Set exercise
Output the material beneath exactly, leaving nothing out.

--- start of Data entries ---

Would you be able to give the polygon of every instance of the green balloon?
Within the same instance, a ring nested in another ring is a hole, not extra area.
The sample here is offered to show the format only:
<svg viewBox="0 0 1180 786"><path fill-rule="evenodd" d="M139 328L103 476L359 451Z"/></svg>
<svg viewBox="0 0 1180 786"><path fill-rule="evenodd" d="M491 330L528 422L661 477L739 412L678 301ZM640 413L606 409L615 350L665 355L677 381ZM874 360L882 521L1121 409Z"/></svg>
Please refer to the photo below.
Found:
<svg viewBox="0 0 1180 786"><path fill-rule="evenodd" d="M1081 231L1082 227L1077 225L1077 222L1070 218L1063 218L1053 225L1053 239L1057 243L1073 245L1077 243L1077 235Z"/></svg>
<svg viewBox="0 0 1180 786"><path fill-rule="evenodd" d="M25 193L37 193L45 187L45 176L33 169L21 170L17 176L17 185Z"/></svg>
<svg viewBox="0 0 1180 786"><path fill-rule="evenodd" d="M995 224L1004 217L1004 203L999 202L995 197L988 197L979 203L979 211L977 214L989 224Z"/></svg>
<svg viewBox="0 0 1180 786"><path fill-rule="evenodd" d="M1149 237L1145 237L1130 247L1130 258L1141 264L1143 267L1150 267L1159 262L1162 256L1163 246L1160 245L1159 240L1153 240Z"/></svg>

--- end of Data entries ---

Worked answer
Would you be able to give the polygon of every instance of the green balloon?
Within the same instance, a ring nested in another ring is a hole, not extra area.
The sample here is offered to show the format only:
<svg viewBox="0 0 1180 786"><path fill-rule="evenodd" d="M139 328L103 476L359 451Z"/></svg>
<svg viewBox="0 0 1180 786"><path fill-rule="evenodd" d="M491 330L528 422L661 477L739 412L678 301ZM640 413L606 409L615 350L665 355L677 381ZM874 360L882 521L1121 409Z"/></svg>
Please refer to the photo below.
Found:
<svg viewBox="0 0 1180 786"><path fill-rule="evenodd" d="M1081 231L1082 227L1077 225L1077 222L1070 218L1063 218L1053 225L1053 239L1057 243L1073 245L1077 243L1077 235Z"/></svg>
<svg viewBox="0 0 1180 786"><path fill-rule="evenodd" d="M25 193L37 193L45 187L45 176L33 169L21 170L17 176L17 185Z"/></svg>
<svg viewBox="0 0 1180 786"><path fill-rule="evenodd" d="M995 224L1004 217L1004 203L999 202L995 197L988 197L979 203L979 211L977 214L989 224Z"/></svg>
<svg viewBox="0 0 1180 786"><path fill-rule="evenodd" d="M1149 237L1145 237L1130 247L1130 258L1141 264L1143 267L1150 267L1159 262L1162 256L1163 246L1160 245L1159 240L1153 240Z"/></svg>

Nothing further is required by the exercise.